-- TAREFA PROPOSTA --
Reproduza o trecho do texto sobre o mercado de combustíveis que vai de "Os professores Helder" a "práticas regulatórias internacionais.", inclusive.

-- TEXTO DA PÁGINA --
Um estudo encomendado pelo Instituto Combustível Legal (ICL) a pesquisadores do Instituto de Economia da Universidade Federal do Rio de Janeiro (UFRJ) mostra que uma série de medidas propostas para mudar o mercado de combustíveis no país pode afetar negativamente os consumidores e a concorrência no setor.
As alterações da regulamentação foram propostas pela Agência Nacional do Petróleo, Gás Natural e Biocombustíveis (ANP) em maio e discutidas em audiência pública no dia 7 de julho.

Entre as sugestões da ANP, estão a inclusão de serviços de delivery de combustíveis no mercado, por meio de caminhões que levariam os produtos até o público consumidor, competindo com os postos revendedores.
A marca permite você rastrear o combustível. Se estiver adulterado, tem como rastrear para trás, [saber] onde na cadeia ele foi adulterado. Ao eliminar a marca, você também elimina esse ponto da concorrência
Outra proposta é a retirada da fidelidade da bandeira, ou seja, o estabelecimento vinculado a uma determinada marca poderia vender combustíveis, também, de outra empresa. A legislação atual determina que, sempre que um revendedor varejista optar por exibir a marca comercial de uma empresa distribuidora, este somente poderá adquirir, armazenar e comercializar combustível automotivo fornecido pelo distribuidor da marca em questão.

Outra proposta é a liberação da venda de gasolina-C e etanol hidratado por Transportadores-Revendedores-Retalhistas (TRR) que, hoje, só podem comercializar, transportar e revender óleo diesel, óleos lubrificantes e graxa envasada. Com a permissão para a venda de gasolina C e etanol hidratado, os TRRs passariam a concorrer com as empresas distribuidoras de combustíveis nesses mercados, sob o argumento de promover maior concorrência no setor. Todas as medidas propostas pela ANP visam, segundo a agência, a aperfeiçoar os regulamentos para o segmento.

Os professores Helder Queiroz e Marcelo Colomer Ferraro assinam o estudo encomendado pelo ICL para avaliar o impacto das medidas no país. De acordo com eles, as mudanças sugeridas pela ANP para o mercado de combustíveis mostram-se incongruentes com as novas e boas práticas regulatórias internacionais.

-- REGISTROS ARMAZENADOS --
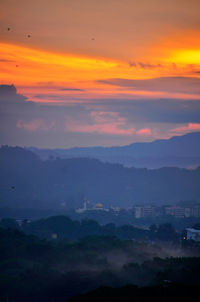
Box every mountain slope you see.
[0,147,200,208]
[29,132,200,169]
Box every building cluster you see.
[133,205,200,218]
[184,228,200,242]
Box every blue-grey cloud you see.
[0,85,200,147]
[98,77,200,95]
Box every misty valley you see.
[0,146,200,302]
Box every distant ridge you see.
[0,146,200,209]
[28,132,200,169]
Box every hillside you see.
[29,132,200,169]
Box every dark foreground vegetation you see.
[0,228,200,302]
[69,284,199,302]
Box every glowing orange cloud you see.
[136,128,152,135]
[0,43,200,103]
[170,123,200,134]
[66,111,135,136]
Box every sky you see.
[0,0,200,148]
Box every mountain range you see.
[0,146,200,209]
[28,132,200,169]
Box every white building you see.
[186,228,200,242]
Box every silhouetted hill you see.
[0,146,200,209]
[30,132,200,168]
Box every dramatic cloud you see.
[170,123,200,135]
[0,85,200,148]
[17,119,55,131]
[99,77,200,96]
[136,128,152,135]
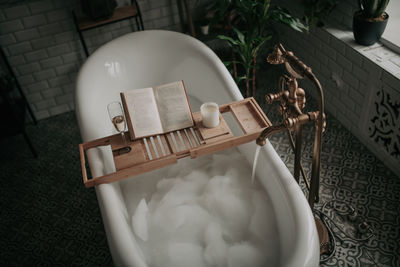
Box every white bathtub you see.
[75,30,319,267]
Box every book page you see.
[124,88,163,138]
[154,81,193,132]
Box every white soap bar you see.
[200,102,219,128]
[132,198,149,241]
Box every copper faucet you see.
[256,44,326,209]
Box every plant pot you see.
[353,12,389,45]
[200,24,210,35]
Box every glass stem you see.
[121,131,126,146]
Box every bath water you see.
[132,149,280,267]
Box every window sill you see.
[325,26,400,84]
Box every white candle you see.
[200,102,219,128]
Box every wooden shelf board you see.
[79,98,271,187]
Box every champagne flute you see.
[107,102,126,145]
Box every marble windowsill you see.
[325,26,400,85]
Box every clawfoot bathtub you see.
[75,30,319,267]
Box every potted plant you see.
[217,0,308,97]
[353,0,389,45]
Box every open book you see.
[121,81,194,140]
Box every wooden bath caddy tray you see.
[79,97,271,187]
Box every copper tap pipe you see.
[256,123,286,146]
[287,129,310,190]
[256,44,326,209]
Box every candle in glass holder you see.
[200,102,219,128]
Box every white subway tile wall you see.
[281,0,400,176]
[0,0,187,119]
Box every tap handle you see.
[265,92,282,104]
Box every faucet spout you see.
[256,123,286,146]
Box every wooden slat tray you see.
[79,97,272,187]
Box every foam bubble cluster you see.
[132,151,279,267]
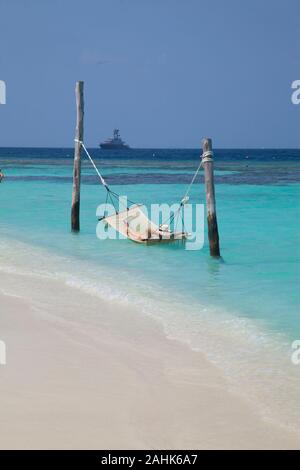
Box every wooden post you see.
[202,139,220,257]
[71,82,84,232]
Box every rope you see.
[75,139,109,191]
[181,160,203,204]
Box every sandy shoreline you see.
[0,273,300,449]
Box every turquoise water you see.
[0,149,300,430]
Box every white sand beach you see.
[0,273,300,449]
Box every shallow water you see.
[0,149,300,432]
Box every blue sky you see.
[0,0,300,148]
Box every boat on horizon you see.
[99,129,130,150]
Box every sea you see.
[0,148,300,430]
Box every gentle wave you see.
[0,235,300,431]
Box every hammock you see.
[101,204,188,244]
[75,139,206,244]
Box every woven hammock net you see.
[102,204,187,243]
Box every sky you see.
[0,0,300,148]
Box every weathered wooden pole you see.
[71,82,84,232]
[202,139,220,257]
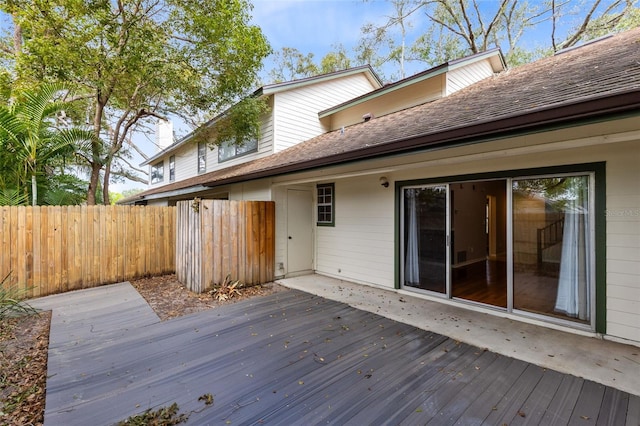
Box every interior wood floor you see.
[415,259,584,322]
[451,260,507,308]
[451,260,564,317]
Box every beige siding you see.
[149,144,198,188]
[603,140,640,342]
[330,75,444,130]
[149,102,273,188]
[304,120,640,344]
[316,176,394,287]
[229,179,272,201]
[446,59,493,95]
[274,74,373,152]
[273,187,287,277]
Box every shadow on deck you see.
[34,283,640,425]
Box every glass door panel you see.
[512,176,592,323]
[402,185,447,294]
[449,179,507,308]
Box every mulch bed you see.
[0,274,284,426]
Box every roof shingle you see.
[131,28,640,201]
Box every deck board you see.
[40,287,640,426]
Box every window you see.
[198,142,207,173]
[316,183,335,226]
[151,161,164,183]
[400,164,605,330]
[218,139,258,163]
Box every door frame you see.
[283,187,315,277]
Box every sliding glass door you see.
[512,175,593,322]
[402,185,447,293]
[400,173,595,325]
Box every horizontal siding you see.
[606,141,640,342]
[308,127,640,344]
[149,108,273,188]
[274,74,373,151]
[331,75,444,130]
[316,176,394,287]
[447,59,493,95]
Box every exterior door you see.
[287,189,313,275]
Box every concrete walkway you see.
[277,275,640,395]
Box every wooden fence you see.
[176,200,275,293]
[0,206,176,297]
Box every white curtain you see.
[555,182,591,321]
[404,189,420,286]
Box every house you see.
[124,29,640,346]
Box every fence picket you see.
[176,200,275,292]
[0,206,176,297]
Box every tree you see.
[0,84,94,205]
[269,47,320,83]
[0,0,270,204]
[357,0,640,75]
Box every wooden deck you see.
[31,284,640,426]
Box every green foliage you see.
[199,97,269,147]
[118,402,189,426]
[0,188,29,206]
[0,274,38,320]
[0,0,270,204]
[0,83,93,204]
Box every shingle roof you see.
[129,28,640,201]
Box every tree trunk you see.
[31,175,38,207]
[87,98,107,206]
[87,162,102,206]
[102,160,111,206]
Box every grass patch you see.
[0,273,38,320]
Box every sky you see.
[75,0,632,192]
[110,0,564,192]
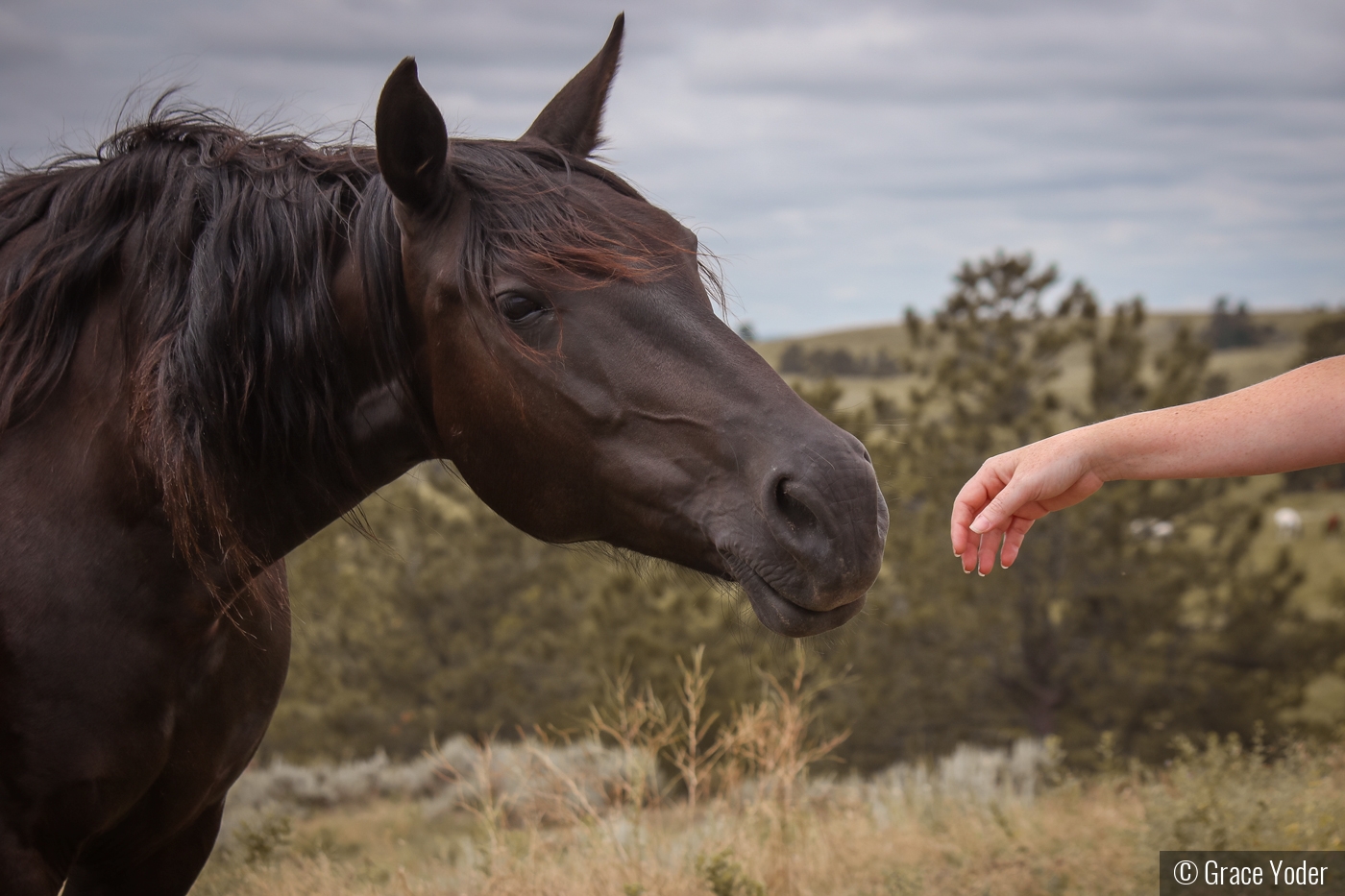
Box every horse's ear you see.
[524,12,625,158]
[374,57,448,211]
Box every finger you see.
[999,517,1035,569]
[958,534,981,573]
[976,531,1003,576]
[968,476,1037,533]
[949,477,990,557]
[949,468,1005,557]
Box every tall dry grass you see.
[194,645,1345,896]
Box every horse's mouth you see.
[721,543,865,638]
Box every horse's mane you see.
[0,102,694,578]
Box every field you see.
[194,741,1345,896]
[192,303,1345,896]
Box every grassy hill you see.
[752,311,1331,405]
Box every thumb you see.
[969,476,1029,536]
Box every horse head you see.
[376,17,888,637]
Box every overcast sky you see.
[0,0,1345,335]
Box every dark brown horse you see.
[0,19,888,896]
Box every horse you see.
[0,17,888,896]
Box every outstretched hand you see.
[952,430,1104,576]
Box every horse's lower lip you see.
[723,543,865,638]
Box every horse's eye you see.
[495,292,546,323]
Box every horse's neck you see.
[240,255,433,558]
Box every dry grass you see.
[194,645,1345,896]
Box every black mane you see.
[0,105,714,560]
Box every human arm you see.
[952,356,1345,576]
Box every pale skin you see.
[952,355,1345,576]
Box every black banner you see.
[1158,850,1345,896]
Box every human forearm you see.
[1079,358,1345,480]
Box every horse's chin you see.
[725,554,865,638]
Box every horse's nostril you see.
[774,477,818,531]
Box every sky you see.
[0,0,1345,336]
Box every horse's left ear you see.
[522,12,625,158]
[374,57,448,211]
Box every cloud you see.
[0,0,1345,332]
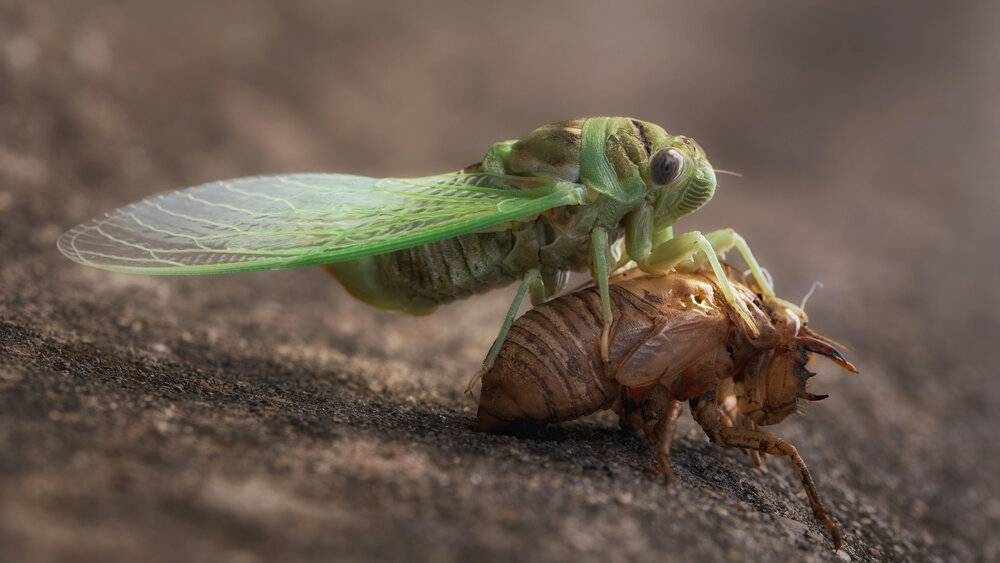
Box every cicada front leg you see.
[636,229,774,337]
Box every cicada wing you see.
[58,172,586,275]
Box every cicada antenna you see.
[799,281,823,311]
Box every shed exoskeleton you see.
[478,270,857,549]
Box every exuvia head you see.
[733,298,858,426]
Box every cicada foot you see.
[716,428,844,550]
[691,396,844,551]
[653,400,684,487]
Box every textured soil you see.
[0,0,1000,561]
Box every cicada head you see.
[640,126,717,229]
[733,299,857,426]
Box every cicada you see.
[58,117,771,368]
[470,270,857,549]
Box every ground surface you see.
[0,0,1000,561]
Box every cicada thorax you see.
[324,118,656,314]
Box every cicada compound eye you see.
[649,149,684,186]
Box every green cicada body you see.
[325,118,715,314]
[58,117,756,368]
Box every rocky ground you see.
[0,0,1000,561]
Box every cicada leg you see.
[639,231,760,338]
[590,227,614,362]
[691,397,844,550]
[654,399,684,487]
[465,269,552,393]
[705,229,774,298]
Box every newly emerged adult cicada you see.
[58,117,771,368]
[478,270,857,549]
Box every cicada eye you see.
[649,149,684,185]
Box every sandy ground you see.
[0,0,1000,561]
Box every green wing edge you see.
[57,172,587,275]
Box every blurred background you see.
[0,0,1000,561]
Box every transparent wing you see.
[58,173,585,274]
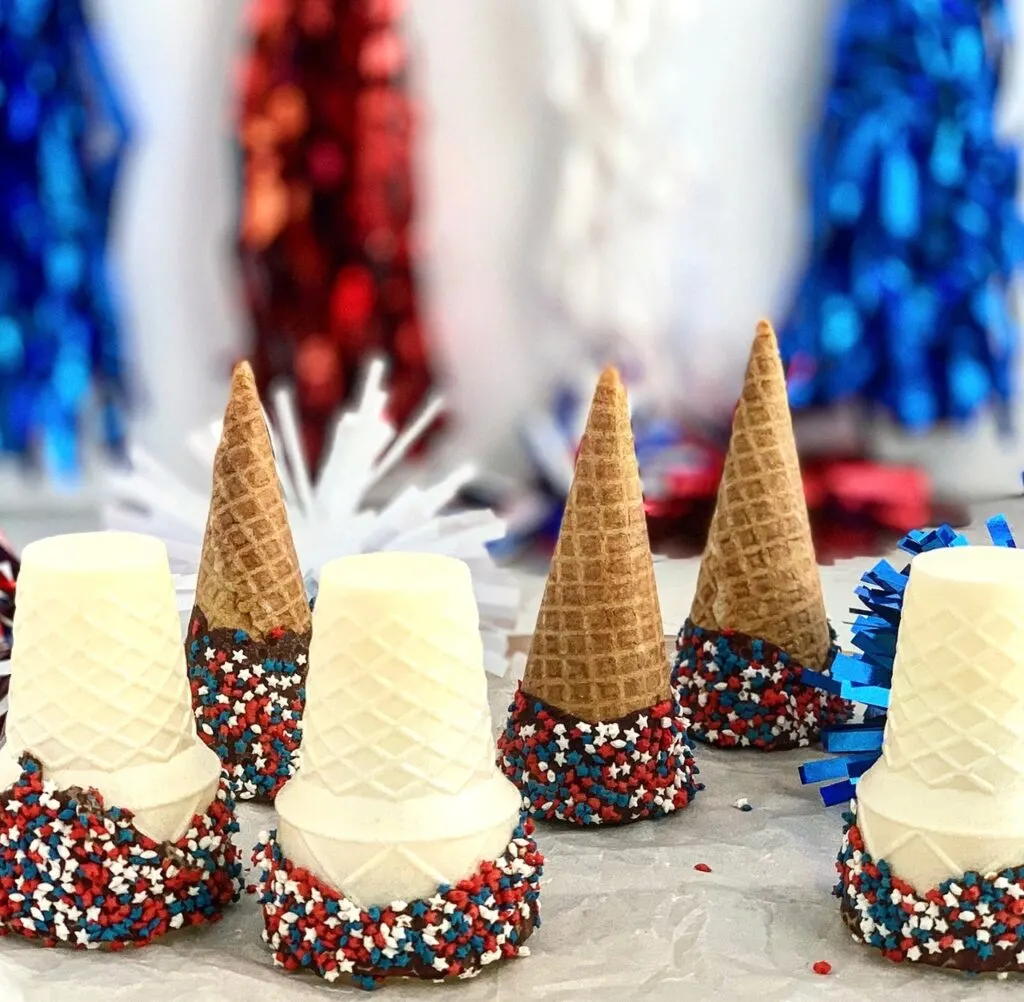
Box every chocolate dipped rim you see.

-- RESPOSTA DO EXERCÍCIO --
Os professores Helder Queiroz e Marcelo Colomer Ferraro assinam o estudo encomendado pelo ICL para avaliar o impacto das medidas no país. De acordo com eles, as mudanças sugeridas pela ANP para o mercado de combustíveis mostram-se incongruentes com as novas e boas práticas regulatórias internacionais.